(Exercise inputs Opens)

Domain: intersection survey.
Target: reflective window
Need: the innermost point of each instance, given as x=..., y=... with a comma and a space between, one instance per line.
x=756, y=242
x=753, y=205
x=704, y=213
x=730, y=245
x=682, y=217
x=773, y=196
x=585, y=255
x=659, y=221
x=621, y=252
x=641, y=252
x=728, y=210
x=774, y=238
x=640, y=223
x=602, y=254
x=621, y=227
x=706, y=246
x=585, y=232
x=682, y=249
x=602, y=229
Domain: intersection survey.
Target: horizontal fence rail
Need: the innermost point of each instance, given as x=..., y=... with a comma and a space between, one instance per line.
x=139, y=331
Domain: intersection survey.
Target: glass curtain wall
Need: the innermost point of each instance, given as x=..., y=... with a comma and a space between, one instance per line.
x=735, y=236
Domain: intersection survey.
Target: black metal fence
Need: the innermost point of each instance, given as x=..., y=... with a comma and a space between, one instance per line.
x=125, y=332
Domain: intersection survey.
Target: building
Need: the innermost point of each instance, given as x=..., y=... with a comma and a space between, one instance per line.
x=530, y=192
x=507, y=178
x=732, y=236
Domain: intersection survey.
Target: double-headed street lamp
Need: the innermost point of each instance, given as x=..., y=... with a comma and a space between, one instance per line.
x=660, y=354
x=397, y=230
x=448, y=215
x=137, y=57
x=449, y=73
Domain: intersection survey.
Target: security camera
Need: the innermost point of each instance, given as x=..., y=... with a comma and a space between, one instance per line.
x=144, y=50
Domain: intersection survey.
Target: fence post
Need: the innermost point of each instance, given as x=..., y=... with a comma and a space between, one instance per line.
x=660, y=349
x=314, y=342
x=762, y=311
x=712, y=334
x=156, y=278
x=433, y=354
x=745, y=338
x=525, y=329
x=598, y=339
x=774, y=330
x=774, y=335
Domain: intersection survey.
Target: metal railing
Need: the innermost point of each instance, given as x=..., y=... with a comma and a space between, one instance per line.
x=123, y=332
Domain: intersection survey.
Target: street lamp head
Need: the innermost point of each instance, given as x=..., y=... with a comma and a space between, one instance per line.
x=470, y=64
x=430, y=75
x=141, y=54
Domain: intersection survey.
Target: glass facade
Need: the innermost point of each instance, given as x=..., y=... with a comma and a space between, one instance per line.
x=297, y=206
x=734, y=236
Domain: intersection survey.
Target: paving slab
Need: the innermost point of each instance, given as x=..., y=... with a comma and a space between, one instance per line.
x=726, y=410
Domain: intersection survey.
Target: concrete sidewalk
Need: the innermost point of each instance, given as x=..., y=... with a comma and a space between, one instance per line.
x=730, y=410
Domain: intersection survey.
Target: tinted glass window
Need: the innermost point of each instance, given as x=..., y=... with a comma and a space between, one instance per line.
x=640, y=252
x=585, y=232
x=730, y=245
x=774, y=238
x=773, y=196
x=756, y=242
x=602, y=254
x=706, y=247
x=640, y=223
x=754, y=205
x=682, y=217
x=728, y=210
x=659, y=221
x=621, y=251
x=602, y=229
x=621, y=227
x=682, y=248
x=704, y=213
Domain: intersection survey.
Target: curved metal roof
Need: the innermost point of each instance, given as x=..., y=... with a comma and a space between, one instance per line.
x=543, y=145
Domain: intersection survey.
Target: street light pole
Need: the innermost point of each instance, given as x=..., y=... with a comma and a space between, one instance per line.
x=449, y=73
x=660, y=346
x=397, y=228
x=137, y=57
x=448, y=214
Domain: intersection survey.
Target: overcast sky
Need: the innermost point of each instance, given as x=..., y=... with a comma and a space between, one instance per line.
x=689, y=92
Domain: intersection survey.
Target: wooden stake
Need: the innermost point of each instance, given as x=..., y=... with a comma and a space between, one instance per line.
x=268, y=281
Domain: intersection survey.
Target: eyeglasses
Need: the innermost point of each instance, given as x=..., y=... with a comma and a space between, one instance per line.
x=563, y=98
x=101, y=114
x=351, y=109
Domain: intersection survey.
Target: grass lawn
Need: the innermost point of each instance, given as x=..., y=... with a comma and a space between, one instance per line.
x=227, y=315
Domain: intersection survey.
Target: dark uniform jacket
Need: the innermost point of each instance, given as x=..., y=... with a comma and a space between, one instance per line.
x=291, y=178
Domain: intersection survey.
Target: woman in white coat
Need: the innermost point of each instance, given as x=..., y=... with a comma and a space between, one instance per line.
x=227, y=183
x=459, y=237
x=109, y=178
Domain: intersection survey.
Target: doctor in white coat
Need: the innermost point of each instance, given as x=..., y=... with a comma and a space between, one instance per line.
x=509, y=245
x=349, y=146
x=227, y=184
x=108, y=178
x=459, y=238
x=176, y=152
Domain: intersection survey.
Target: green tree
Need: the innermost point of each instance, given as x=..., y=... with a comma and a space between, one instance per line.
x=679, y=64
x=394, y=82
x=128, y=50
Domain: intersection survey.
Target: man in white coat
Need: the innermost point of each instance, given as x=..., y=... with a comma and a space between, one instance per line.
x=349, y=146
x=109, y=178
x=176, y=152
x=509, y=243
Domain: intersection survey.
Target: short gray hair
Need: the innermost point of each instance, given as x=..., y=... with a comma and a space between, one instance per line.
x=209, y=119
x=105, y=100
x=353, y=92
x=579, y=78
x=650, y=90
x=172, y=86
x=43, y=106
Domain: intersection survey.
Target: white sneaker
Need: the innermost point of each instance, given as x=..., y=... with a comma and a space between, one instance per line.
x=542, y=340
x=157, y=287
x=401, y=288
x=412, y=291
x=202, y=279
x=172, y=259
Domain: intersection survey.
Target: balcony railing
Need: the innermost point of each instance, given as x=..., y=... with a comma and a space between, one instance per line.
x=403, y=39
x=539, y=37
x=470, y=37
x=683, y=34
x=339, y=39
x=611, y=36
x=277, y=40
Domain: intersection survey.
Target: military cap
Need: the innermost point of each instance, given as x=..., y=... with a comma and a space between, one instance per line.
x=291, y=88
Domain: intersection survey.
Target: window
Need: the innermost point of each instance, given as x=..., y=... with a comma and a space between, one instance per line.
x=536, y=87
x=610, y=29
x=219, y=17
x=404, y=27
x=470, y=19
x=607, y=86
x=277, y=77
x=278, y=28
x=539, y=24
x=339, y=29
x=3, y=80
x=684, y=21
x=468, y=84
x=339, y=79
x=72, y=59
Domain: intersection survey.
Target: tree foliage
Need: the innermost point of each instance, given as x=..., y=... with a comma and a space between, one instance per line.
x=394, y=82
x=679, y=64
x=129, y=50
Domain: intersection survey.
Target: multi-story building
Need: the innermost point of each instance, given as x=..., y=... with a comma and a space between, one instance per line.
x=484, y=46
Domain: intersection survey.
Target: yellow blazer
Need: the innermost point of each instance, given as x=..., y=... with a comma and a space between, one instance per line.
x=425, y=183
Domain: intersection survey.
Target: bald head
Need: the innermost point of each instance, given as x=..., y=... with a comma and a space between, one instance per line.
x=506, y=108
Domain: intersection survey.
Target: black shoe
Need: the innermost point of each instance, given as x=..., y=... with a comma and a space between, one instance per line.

(Exercise inputs Closes)

Your instructions — Retype the entries in full. Keep every line identical.

Answer section —
Domain: intersection survey.
Target: reflective window
Need: the innermost point of each instance, given as x=..., y=... with a comma and a space between, one instance per line.
x=756, y=242
x=753, y=205
x=704, y=213
x=730, y=245
x=682, y=217
x=773, y=196
x=585, y=255
x=659, y=221
x=621, y=252
x=641, y=252
x=728, y=210
x=774, y=238
x=640, y=223
x=602, y=254
x=621, y=227
x=706, y=246
x=585, y=232
x=682, y=249
x=602, y=229
Domain: intersection survey.
Target: horizontal fence rail
Need: the innermost point of each instance, given as x=..., y=... with a comma and a space between, one instance per line.
x=139, y=331
Domain: intersection survey.
Target: glass curtain wall
Need: the innermost point of each instance, given as x=..., y=... with a comma and a space between, one instance per line.
x=735, y=236
Domain: intersection survey.
Target: black metal fence
Need: the innermost point of each instance, given as x=..., y=... with a comma and a space between, one instance per line.
x=125, y=332
Domain: intersection survey.
Target: building
Need: the innermost point of each instance, given as x=..., y=... with a comma and a space between, one instance per line.
x=530, y=192
x=507, y=178
x=732, y=236
Domain: intersection survey.
Target: double-headed street lamp
Need: the innermost point of each instance, given as x=..., y=... with a comma and a space between, one instance per line.
x=660, y=354
x=397, y=230
x=448, y=215
x=137, y=57
x=449, y=73
Domain: intersection survey.
Target: security camera
Need: the innermost point of each instance, given as x=..., y=... with a comma and a space between, one instance per line.
x=144, y=50
Domain: intersection survey.
Target: fence post
Need: the innermost point of each instance, given as x=..., y=... with a comma and a space between, one instance per line.
x=660, y=349
x=314, y=342
x=762, y=311
x=712, y=334
x=156, y=278
x=433, y=354
x=745, y=338
x=525, y=329
x=598, y=339
x=774, y=330
x=774, y=335
Domain: intersection survey.
Target: metal railing
Need: the innermost point of each instance, given as x=..., y=... with a comma and a space between, one instance per line.
x=123, y=332
Domain: intersection survey.
Target: street lamp head
Need: the innermost point of each instance, given as x=..., y=... with a comma and a space between, one instance per line.
x=470, y=64
x=430, y=75
x=141, y=54
Domain: intersection survey.
Target: glass facade
Need: the innermost point of each instance, given as x=..., y=... with a comma and a space between, one instance per line.
x=297, y=206
x=734, y=236
Domain: intersection survey.
Target: paving slab
Need: the innermost point of each instance, given as x=..., y=... with a comma and a space between, one instance per line.
x=726, y=410
Domain: intersection survey.
Target: concrete sidewalk
Need: the innermost point of each instance, given as x=..., y=... with a comma and a space between, one instance per line.
x=730, y=410
Domain: intersection survey.
Target: tinted glass window
Need: the innermost point of each instance, given as x=..., y=... with a comma and a space between, one instance per line.
x=640, y=252
x=585, y=232
x=730, y=245
x=774, y=238
x=773, y=196
x=756, y=242
x=602, y=254
x=706, y=247
x=640, y=223
x=754, y=205
x=682, y=217
x=728, y=210
x=659, y=221
x=621, y=251
x=602, y=229
x=621, y=227
x=682, y=248
x=704, y=213
Domain: intersection survey.
Target: curved metal roof
Need: the innermost point of each instance, given as x=..., y=... with a comma and a space between, one instance per line.
x=543, y=145
Domain: intersection survey.
Target: street light pole
Need: the innermost point of each instance, given as x=..., y=... with a comma and a space between, one instance per line.
x=449, y=73
x=660, y=346
x=397, y=228
x=137, y=57
x=448, y=214
Domain: intersection survey.
Target: overcast sky
Need: the innermost point of each instance, given as x=..., y=... with a comma and a space between, one instance per line.
x=689, y=92
Domain: intersection survey.
Target: wooden stake
Need: the innermost point of each instance, given as x=..., y=... with a comma and a space between, one instance per line.
x=268, y=281
Domain: intersection survey.
Target: eyeglasses
Need: the innermost point of each instance, given as x=..., y=... with a comma and a space between, one instance per line.
x=563, y=98
x=101, y=114
x=351, y=109
Domain: intersection survey.
Target: grass lawn
Need: the innermost point of each instance, given as x=..., y=... with a comma and a space between, one instance per line.
x=227, y=315
Domain: intersection survey.
Target: dark uniform jacket
Need: the innermost point of each instance, given as x=..., y=... with a comma and a space between, one instance per line.
x=291, y=178
Domain: intersection survey.
Target: woman in white coat
Need: the innermost point of each instance, given as x=..., y=... with a comma and a space between, one instance per line.
x=227, y=183
x=459, y=237
x=109, y=178
Domain: intersection survey.
Target: doctor in white coat
Need: the innermost point of each instance, given as x=..., y=... with a comma and a space between, one instance per line.
x=509, y=245
x=349, y=146
x=227, y=184
x=108, y=178
x=459, y=238
x=176, y=152
Domain: intersection survey.
Target: green tree
Need: the innermost point of each instance, given as x=..., y=... with a comma and a space between, one instance per line.
x=679, y=64
x=394, y=82
x=128, y=50
Domain: intersection survey.
Target: man in white coat
Need: the innermost point of each instance, given as x=..., y=... with a comma and a space between, one instance per line.
x=349, y=146
x=109, y=178
x=176, y=152
x=509, y=243
Domain: intersection survey.
Target: short gray hair
Need: the innermost point of each instance, given as x=..., y=... with a comma and a space between, one instance per line.
x=209, y=119
x=105, y=100
x=353, y=92
x=579, y=78
x=650, y=90
x=172, y=86
x=43, y=106
Domain: intersection survey.
Target: white sneaker
Need: the innermost point of each instance, given as x=..., y=... with a comma and a space between, one instance per line.
x=542, y=340
x=157, y=287
x=401, y=288
x=412, y=291
x=202, y=279
x=172, y=259
Domain: intersection survey.
Target: balcony railing
Need: the innermost point of each instance, given as x=..., y=... with a comma and a space between, one instance per line.
x=403, y=39
x=539, y=37
x=470, y=37
x=683, y=34
x=339, y=39
x=611, y=36
x=277, y=40
Domain: intersection survey.
Target: military cap
Need: the innermost point of each instance, given as x=..., y=... with a comma and a space between, one instance per line.
x=291, y=88
Domain: intersection survey.
Target: window
Need: the innermost point of each instance, given as x=..., y=... with a comma and a space between, one instance per line.
x=536, y=87
x=610, y=29
x=219, y=17
x=404, y=27
x=470, y=19
x=607, y=86
x=277, y=77
x=278, y=28
x=539, y=24
x=339, y=29
x=3, y=80
x=684, y=21
x=468, y=84
x=339, y=79
x=72, y=59
Domain: intersection survey.
Target: tree foliage
Need: the innermost point of each instance, given as x=..., y=... with a comma and a space between, one instance per line.
x=394, y=82
x=679, y=64
x=129, y=50
Domain: intersection survey.
Target: multi-story building
Need: the innermost point of each instance, given as x=..., y=... with a comma and a space between, one instance per line.
x=484, y=46
Domain: intersection survey.
Target: yellow blazer
Need: the innermost point of each instance, given as x=..., y=... with a comma and a space between, one instance per line.
x=425, y=183
Domain: intersection survey.
Target: bald head
Need: the innermost point of each instance, given as x=..., y=... with a comma and a space between, one instance per line.
x=506, y=108
Domain: intersection survey.
Target: black shoe
Need: the innermost point of each instance, given as x=..., y=... with a comma and a space between, one instance per line.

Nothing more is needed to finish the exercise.